(Records excerpted from a collection)
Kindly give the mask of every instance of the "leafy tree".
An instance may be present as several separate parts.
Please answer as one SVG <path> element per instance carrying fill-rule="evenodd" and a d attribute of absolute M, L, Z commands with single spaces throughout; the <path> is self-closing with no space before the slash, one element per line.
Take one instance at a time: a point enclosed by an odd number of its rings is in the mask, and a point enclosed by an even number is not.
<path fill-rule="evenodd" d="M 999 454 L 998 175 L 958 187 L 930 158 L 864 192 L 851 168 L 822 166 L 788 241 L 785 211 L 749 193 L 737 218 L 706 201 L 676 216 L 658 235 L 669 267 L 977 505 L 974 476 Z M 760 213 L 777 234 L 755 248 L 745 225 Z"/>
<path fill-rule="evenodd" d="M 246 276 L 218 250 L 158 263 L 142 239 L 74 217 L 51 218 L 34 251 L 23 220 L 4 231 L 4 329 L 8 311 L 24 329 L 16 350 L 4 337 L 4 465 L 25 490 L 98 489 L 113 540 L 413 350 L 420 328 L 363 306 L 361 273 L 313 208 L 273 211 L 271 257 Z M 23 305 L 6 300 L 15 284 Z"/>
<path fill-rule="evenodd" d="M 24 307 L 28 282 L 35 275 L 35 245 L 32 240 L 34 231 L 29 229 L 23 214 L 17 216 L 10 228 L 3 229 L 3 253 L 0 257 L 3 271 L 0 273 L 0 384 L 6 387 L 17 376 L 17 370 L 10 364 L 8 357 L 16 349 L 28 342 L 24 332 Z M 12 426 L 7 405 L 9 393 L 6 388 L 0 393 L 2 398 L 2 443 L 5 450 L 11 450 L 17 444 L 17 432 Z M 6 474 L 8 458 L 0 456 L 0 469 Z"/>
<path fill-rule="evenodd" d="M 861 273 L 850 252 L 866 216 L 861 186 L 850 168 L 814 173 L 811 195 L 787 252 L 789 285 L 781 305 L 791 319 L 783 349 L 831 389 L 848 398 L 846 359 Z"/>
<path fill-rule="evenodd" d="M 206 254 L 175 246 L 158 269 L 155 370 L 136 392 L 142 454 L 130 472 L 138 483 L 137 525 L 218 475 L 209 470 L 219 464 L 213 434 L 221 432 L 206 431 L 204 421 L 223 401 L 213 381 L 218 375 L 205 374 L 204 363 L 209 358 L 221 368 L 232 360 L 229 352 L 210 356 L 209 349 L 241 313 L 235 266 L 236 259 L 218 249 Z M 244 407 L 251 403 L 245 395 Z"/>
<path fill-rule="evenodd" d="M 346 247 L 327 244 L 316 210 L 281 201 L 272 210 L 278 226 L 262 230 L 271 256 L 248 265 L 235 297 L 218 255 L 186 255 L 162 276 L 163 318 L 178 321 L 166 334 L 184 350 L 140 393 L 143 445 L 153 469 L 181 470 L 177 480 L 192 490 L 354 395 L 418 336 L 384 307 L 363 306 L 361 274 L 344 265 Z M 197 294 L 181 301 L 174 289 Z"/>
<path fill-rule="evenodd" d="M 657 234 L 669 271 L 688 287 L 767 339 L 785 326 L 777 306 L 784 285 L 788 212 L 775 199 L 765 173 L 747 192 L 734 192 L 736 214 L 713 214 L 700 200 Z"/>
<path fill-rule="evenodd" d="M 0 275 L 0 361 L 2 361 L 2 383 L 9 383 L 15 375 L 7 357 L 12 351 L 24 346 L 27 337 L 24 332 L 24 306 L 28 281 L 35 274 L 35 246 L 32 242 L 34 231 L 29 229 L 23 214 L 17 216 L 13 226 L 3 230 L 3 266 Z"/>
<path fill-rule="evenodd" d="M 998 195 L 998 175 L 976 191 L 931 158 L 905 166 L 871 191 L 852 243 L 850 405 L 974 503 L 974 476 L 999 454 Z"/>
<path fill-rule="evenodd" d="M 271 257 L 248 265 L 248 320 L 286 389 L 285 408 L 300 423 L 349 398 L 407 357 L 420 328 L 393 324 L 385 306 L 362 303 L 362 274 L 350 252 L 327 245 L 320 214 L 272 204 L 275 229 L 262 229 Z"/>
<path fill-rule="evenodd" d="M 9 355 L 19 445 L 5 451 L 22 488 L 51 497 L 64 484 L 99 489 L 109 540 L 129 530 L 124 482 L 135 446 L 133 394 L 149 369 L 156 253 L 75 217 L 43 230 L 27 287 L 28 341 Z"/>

● The problem: Go through the records above and report how many lines contain "instance". Write the number only.

● Answer for the task: 4